Provided text:
%%
This year's report is titled: International cooperation at a crossroads:
Aid, trade and security in an unequal world.
The Index indicates that Armenia has maintained its position and
improved somewhat, among the list of countries with Medium Human
Development. Armenia's position is number 83.
Minister Oskanian addressed these and other issues in his statement
(below).
Minister Vartan Oskanian's Remarks at the Launch of the UN Human
Development Report 2005
Armenia looks forward to each year's Development Report because
it's like a report card. It tells us how we're doing in three broad
areas that reflect quality of life: life expectancy, income and
education.
Fortunately, each year, we have received a good report card, we
have recorded forward movement, we have recorded improvement. Compared
with some neighbors who don't cease to remind us of their resources,
compared to other neighbors whose size dwarfs us, compared to countries
of similar size and location, we are doing better than expected.
In fact, without competing with our neighbors, we are winning in
the areas that count most for a society. We are ahead in most of
the Millennium Development Goals.
With our Poverty Reduction Strategy, with our national plan to
tackle the MDGs, with significant assistance from international
organizations and agencies, we have marked tremendous gains.
%%
Information supplied:
%%
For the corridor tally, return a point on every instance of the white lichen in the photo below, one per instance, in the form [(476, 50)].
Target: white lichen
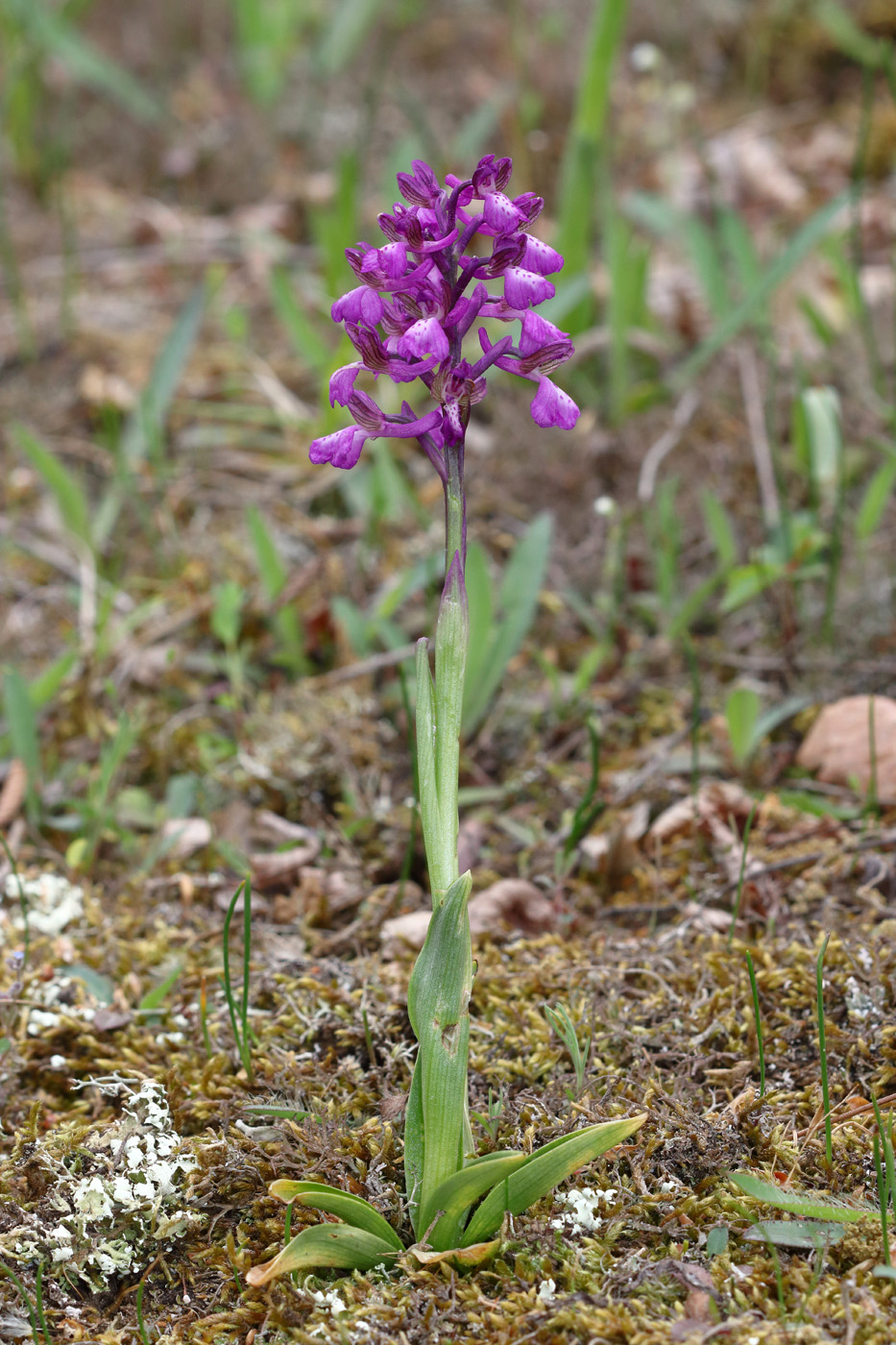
%%
Objectives:
(a) Name the three broad areas that, according to the Armenia development report text, reflect quality of life.
(b) Write the next part of the remarks on Armenia and the Human Development Report, starting after the text's last sentence.
The data comes from a separate source and has no connection to the text.

Answer set:
(a) Life expectancy, income and education.

(b)
We should not underestimate these gains. But if we're going to
be fair and forward-looking, then neither should we exaggerate them.
We must look at the promise of this index and see in it that there
are gaps we must close.
Let's be honest. We are not living the life we want to live. We
must close the gap between rich and poor, between the cities and
the villages.
We don't need to compete with our neighbors. But we must compete
with ourselves, striving to reach our own goals.
As the Development Index demonstrates, it's not possible to improve
and increase human development without economic growth. Fortunately,
we have been marking accelerated economic growth. The challenge
is to turn economic success into human development advances.
We can do this if we target poverty reduction, boost democratic
processes and institutions, and harness the potential of the international
assistance community and the Diaspora. All three are doable. All
three are necessary in order to make a life of dignity possible
for each Armenian.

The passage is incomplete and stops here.